### Supplied records

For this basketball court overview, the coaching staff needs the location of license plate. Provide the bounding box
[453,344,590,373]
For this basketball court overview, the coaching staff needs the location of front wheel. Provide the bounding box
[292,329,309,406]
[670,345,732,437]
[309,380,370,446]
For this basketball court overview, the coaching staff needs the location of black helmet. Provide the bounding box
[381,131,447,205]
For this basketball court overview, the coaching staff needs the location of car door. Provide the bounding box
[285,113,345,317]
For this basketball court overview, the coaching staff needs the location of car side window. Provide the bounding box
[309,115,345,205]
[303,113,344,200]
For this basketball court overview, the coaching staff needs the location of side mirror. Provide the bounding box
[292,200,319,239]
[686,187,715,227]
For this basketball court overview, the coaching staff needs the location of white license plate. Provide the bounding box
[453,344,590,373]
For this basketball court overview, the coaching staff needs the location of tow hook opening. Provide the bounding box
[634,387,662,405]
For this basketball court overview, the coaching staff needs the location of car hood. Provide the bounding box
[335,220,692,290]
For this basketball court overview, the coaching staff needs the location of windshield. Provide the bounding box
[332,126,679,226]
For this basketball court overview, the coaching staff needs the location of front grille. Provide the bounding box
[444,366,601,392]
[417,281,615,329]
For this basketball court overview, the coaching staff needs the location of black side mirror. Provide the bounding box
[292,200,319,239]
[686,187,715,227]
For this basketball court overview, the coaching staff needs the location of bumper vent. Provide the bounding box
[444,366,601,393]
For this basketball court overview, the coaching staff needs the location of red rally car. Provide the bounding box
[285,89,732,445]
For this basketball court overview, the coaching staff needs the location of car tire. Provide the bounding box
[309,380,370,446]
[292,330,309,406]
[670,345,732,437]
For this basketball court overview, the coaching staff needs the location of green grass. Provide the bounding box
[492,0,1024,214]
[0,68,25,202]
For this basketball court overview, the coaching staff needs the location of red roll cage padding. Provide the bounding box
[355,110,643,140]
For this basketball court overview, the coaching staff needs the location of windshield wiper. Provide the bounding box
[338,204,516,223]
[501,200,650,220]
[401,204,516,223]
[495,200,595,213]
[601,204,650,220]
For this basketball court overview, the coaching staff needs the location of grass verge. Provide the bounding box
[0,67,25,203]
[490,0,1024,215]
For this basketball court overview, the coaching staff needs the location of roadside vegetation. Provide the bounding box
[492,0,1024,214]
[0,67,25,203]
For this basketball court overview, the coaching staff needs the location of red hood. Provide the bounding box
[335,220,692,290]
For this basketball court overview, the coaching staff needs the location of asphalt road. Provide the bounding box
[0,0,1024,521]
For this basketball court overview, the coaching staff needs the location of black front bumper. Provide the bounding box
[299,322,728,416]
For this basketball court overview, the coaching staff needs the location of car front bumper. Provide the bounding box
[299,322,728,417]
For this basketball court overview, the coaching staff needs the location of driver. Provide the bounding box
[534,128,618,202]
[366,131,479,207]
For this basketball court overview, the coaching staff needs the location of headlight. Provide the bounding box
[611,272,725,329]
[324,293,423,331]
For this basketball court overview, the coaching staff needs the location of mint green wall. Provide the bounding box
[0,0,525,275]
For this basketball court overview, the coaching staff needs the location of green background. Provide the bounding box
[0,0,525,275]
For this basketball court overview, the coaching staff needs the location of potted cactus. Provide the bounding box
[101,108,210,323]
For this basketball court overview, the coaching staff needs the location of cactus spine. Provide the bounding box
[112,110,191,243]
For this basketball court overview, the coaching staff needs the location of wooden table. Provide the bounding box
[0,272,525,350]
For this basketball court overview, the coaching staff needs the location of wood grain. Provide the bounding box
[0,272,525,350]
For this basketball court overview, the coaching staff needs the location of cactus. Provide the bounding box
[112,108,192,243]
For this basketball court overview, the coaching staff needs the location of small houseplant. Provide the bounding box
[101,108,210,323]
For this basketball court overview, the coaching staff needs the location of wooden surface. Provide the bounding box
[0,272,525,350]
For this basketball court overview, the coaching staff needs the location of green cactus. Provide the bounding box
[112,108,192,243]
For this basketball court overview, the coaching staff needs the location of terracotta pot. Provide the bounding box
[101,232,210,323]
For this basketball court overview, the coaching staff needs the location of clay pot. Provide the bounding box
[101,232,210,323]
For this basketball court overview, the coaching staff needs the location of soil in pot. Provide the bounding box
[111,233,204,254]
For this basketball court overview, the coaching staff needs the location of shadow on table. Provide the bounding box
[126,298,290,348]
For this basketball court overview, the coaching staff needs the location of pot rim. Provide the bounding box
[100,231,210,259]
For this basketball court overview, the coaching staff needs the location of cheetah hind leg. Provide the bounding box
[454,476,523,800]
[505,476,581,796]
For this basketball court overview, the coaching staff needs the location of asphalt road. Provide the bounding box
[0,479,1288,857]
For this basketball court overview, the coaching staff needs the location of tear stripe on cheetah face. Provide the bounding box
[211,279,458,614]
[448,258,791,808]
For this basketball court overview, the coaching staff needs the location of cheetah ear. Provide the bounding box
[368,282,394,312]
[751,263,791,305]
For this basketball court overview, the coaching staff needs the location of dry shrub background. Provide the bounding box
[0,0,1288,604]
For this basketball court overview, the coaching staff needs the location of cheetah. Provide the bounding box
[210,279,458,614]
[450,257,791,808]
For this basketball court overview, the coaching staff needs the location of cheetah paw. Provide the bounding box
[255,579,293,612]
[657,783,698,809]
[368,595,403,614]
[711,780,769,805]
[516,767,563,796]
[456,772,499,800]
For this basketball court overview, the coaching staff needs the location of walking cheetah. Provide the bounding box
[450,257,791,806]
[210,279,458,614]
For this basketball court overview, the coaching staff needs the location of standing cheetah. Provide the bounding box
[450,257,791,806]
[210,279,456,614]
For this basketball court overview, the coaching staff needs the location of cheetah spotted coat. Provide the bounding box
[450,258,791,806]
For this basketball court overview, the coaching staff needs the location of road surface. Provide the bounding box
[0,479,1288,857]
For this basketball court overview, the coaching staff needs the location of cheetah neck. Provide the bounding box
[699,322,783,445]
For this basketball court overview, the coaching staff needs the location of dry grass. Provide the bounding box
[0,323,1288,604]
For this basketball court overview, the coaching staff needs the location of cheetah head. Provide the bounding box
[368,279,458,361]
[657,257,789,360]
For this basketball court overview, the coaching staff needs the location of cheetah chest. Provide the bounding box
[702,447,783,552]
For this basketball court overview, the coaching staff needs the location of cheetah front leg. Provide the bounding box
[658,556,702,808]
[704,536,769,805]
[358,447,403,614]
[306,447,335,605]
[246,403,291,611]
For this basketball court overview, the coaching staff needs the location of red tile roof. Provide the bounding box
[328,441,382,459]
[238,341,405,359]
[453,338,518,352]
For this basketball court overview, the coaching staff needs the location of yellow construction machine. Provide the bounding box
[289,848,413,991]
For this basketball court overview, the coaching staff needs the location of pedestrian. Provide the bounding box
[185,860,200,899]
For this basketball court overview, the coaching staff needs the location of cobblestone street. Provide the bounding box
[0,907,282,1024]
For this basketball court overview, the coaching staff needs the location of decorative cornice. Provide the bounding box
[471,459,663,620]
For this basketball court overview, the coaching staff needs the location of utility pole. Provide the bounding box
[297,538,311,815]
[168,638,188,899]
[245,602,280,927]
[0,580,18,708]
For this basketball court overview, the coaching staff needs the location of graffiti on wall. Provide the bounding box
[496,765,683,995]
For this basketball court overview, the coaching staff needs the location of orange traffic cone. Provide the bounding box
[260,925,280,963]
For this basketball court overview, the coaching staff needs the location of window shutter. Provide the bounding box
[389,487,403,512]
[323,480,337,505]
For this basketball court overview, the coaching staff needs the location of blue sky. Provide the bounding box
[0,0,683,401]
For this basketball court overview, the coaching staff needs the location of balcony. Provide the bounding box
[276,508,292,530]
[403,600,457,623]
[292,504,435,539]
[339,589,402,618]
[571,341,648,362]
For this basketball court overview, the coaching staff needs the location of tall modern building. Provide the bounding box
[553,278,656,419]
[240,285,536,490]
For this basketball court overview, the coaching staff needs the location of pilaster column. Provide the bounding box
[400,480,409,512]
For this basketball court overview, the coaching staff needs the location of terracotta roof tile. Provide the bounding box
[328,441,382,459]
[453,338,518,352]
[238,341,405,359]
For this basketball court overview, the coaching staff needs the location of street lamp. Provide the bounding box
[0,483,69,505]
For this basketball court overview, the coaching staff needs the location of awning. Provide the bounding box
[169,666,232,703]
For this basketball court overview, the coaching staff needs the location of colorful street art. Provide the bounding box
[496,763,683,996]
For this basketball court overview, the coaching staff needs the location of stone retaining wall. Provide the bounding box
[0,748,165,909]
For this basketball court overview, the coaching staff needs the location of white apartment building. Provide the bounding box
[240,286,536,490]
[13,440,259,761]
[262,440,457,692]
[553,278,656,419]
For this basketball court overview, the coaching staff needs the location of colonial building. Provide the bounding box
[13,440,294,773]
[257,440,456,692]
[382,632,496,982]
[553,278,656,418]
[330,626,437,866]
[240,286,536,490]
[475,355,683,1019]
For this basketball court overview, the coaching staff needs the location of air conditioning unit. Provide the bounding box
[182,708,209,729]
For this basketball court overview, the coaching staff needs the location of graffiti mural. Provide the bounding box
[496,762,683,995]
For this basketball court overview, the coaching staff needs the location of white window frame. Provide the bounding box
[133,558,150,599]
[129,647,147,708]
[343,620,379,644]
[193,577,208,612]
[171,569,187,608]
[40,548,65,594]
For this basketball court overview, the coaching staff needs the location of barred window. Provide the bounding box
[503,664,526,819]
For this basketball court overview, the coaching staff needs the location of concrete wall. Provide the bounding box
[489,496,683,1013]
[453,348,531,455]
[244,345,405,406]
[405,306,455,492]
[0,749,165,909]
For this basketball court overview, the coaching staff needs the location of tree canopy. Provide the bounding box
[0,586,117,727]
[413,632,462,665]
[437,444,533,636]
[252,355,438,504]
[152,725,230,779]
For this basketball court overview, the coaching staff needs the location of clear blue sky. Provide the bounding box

### Task to complete
Copy the items word for word, starting at the line containing "wooden surface. Provide the bounding box" and ending at the line containing "[751,263,791,305]", both lines included.

### Answer in full
For this basketball court overview, the coaching staff needs the location of wooden surface. Provide the bounding box
[0,272,525,350]
For this basketball court overview, the coaching staff needs the location of green cactus. Provide the bounding box
[112,108,192,243]
For this basketball court overview, the coaching staff needs the location of terracotta pot. Provide the bounding box
[101,232,210,323]
For this basketball court overview, the coaching staff needs the location of clay pot. Provide the bounding box
[101,232,210,323]
For this basketball court overview, the coaching staff needs the location of soil in pot. Provide the bounding box
[111,233,204,254]
For this basketball court overview, the coaching staff needs the location of shadow on table. Provide the bounding box
[126,298,290,348]
For this basketball court overview, the coaching staff needs the location of pot rim. Provide the bounding box
[100,231,210,259]
For this basketball court overview, the coaching staff needs the location of cheetah hind leg. Provide the bounding box
[454,476,523,800]
[505,476,581,796]
For this basketball court overview, the coaching staff needs the location of asphalt road. Provide the bounding box
[0,479,1288,857]
For this basketball court overview, the coaching staff needs the location of tear stripe on cheetah face. Provide the bounding box
[211,279,458,614]
[448,258,791,808]
For this basketball court overview, the coaching staff needs the location of cheetah ear. Provide the bounding box
[368,282,394,312]
[751,263,791,305]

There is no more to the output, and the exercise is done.